> Raw data
+===+
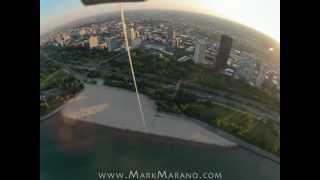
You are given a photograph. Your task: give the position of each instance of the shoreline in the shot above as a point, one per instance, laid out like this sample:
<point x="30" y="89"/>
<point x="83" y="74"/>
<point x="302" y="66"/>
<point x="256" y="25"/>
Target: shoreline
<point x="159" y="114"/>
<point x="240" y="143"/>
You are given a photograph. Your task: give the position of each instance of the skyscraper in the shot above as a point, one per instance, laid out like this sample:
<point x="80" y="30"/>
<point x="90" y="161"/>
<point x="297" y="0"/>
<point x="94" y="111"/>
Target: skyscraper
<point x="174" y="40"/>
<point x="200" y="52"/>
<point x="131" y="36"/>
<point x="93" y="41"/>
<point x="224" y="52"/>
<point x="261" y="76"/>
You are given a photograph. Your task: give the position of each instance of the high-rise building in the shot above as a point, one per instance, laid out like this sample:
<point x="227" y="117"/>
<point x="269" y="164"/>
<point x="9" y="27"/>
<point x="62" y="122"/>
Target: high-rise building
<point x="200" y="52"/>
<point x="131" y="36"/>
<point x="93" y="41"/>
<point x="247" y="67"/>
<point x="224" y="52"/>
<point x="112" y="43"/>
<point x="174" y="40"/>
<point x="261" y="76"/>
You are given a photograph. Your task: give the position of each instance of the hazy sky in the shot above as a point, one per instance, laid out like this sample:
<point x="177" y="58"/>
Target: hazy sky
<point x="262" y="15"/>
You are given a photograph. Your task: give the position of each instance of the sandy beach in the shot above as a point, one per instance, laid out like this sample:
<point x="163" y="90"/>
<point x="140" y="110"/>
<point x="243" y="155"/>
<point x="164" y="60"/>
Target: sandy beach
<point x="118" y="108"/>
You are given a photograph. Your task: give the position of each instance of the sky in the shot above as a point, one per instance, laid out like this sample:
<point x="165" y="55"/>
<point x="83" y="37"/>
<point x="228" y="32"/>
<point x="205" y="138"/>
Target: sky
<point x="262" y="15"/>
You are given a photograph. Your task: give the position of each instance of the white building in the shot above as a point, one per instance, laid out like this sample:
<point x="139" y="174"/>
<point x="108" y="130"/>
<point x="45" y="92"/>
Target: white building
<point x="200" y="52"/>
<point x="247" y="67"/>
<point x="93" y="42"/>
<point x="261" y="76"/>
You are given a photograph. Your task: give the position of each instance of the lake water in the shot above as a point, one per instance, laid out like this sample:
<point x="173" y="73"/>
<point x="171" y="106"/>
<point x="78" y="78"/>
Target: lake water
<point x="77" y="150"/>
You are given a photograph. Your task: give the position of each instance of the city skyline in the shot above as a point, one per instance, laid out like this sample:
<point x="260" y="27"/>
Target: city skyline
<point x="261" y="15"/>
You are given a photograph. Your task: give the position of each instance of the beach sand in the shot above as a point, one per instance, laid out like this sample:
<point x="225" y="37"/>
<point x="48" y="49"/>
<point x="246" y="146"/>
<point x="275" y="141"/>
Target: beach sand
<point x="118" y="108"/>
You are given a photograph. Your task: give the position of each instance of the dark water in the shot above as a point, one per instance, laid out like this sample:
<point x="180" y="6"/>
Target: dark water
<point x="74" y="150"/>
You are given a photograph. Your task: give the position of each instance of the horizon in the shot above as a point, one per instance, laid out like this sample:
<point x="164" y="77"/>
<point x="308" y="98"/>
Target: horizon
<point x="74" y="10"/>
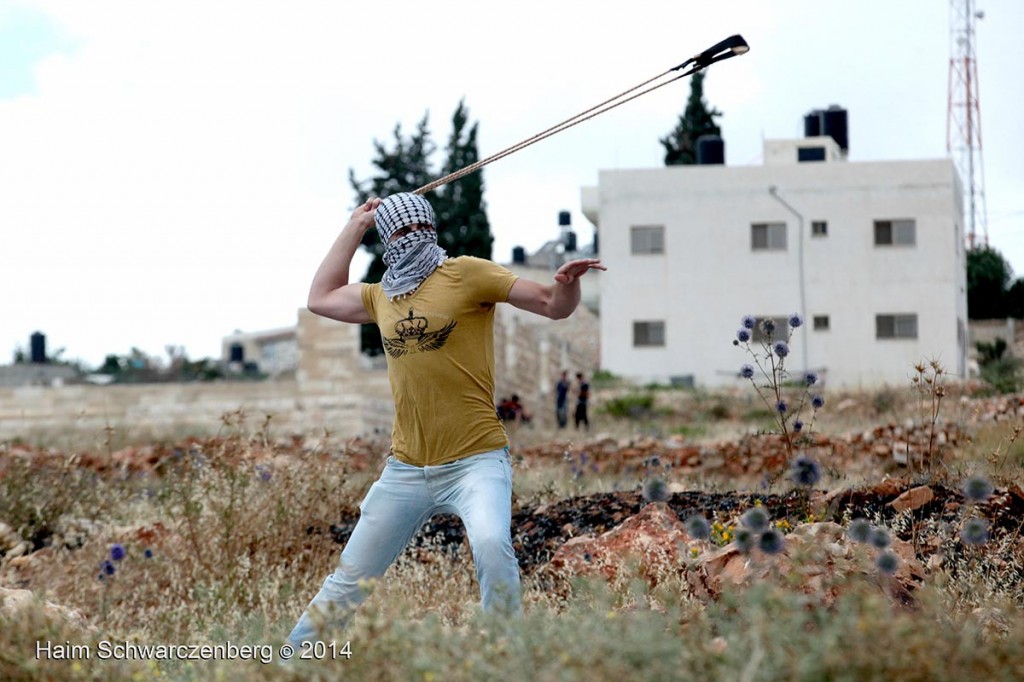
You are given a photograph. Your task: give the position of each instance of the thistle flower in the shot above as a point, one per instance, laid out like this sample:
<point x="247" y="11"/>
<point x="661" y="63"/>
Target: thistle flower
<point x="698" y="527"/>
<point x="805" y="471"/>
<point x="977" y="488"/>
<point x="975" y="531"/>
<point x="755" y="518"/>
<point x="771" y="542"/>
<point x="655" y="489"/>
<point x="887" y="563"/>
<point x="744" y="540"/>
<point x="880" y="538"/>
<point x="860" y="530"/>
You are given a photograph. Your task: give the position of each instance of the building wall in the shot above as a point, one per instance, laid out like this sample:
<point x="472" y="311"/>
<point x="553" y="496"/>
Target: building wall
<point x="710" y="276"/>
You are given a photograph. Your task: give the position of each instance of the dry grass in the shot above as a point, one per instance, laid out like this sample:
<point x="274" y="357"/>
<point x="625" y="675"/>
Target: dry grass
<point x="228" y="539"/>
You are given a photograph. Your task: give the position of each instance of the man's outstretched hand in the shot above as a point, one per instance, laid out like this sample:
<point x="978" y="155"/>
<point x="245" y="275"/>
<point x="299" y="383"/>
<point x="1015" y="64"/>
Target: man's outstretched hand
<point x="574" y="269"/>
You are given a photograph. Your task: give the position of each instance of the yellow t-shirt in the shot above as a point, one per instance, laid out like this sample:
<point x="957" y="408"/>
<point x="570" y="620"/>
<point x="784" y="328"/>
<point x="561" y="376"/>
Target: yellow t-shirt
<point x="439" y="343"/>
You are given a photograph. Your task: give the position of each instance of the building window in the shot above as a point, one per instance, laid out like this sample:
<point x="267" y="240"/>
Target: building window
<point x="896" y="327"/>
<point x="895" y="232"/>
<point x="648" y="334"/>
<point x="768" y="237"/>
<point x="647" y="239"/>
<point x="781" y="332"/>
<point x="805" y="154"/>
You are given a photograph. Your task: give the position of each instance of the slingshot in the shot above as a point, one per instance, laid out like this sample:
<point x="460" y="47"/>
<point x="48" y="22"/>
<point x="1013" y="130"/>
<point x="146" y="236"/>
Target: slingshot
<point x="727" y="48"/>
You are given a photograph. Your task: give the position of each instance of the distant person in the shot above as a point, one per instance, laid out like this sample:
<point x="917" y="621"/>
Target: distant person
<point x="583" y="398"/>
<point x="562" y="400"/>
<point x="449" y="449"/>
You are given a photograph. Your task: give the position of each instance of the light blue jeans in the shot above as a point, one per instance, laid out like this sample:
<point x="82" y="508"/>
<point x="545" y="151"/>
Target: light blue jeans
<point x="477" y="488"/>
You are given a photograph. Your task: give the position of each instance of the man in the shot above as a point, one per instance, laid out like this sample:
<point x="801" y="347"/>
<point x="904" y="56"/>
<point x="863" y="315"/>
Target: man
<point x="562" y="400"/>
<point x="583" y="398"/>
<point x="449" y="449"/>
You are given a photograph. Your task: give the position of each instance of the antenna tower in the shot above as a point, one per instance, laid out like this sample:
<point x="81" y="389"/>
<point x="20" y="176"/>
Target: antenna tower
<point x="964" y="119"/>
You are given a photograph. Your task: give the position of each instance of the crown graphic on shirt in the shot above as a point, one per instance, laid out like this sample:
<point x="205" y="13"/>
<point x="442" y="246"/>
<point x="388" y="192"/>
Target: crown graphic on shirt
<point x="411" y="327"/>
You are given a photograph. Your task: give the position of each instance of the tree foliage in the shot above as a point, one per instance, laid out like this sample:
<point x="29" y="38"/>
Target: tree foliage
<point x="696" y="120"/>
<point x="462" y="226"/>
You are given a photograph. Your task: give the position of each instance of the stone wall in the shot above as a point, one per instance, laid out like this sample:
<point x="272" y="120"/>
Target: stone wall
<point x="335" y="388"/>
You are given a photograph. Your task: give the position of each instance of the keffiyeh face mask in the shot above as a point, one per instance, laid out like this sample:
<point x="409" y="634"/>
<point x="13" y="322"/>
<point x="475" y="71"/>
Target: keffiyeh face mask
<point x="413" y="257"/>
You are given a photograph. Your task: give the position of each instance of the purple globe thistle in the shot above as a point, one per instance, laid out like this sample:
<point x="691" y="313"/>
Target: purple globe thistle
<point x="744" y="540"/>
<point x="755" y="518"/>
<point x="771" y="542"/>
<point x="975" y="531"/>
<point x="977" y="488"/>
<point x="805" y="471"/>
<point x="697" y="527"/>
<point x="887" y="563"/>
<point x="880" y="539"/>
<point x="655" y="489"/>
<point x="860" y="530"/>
+===+
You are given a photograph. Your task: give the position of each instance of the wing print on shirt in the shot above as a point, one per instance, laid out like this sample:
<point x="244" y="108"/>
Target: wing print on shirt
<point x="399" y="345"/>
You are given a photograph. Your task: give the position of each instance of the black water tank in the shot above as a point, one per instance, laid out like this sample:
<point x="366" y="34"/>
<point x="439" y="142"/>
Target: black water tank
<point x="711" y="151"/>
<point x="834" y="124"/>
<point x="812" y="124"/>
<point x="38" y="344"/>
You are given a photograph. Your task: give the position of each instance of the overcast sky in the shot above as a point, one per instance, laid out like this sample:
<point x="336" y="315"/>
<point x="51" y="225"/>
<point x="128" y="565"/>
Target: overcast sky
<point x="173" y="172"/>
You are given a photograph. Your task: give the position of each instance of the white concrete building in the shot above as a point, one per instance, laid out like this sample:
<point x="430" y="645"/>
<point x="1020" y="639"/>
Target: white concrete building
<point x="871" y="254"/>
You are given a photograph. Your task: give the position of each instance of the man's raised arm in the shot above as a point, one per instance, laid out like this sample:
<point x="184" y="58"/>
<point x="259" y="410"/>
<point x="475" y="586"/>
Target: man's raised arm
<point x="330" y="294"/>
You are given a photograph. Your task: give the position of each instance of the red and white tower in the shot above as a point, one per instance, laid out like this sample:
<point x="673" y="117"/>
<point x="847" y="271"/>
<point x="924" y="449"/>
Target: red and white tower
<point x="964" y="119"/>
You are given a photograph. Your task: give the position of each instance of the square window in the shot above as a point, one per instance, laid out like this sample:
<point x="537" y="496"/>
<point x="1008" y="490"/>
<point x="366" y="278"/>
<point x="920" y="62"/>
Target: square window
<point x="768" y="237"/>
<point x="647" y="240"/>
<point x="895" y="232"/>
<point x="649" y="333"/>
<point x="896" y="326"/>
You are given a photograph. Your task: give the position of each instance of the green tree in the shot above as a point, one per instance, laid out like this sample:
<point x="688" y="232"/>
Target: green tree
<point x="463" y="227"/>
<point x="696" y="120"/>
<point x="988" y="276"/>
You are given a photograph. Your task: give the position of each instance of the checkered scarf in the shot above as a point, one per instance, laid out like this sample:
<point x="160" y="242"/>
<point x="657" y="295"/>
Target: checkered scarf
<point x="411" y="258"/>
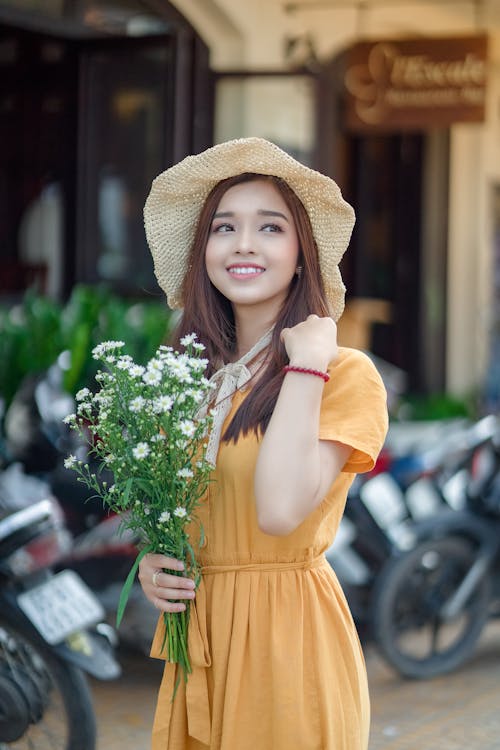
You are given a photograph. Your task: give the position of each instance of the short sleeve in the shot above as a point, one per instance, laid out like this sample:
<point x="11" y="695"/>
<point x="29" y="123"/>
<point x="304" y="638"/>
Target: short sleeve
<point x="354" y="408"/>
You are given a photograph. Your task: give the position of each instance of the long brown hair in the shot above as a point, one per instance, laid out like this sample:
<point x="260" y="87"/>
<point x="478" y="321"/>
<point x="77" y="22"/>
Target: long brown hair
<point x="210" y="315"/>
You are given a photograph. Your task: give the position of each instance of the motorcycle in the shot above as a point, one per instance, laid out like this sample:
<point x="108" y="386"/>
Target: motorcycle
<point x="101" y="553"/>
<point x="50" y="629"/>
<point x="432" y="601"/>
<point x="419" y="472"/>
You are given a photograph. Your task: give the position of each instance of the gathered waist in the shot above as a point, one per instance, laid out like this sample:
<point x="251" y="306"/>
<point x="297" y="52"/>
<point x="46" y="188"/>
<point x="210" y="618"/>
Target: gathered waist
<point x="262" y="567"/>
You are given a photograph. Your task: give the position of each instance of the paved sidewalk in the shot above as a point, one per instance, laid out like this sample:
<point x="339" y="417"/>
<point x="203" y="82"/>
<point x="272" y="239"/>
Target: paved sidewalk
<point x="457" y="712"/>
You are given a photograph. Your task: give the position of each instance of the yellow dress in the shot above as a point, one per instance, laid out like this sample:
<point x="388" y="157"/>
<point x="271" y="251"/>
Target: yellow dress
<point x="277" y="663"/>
+===+
> Problem
From the lines in both blocks above, pull out every line that contains the string "paved", matching case exactly.

> Solution
You are given a photograph. Your task: give the position of each instance of the paved sidewalk in the shot above as a point, one per instance, laid out like this sample:
Target: paved sidewalk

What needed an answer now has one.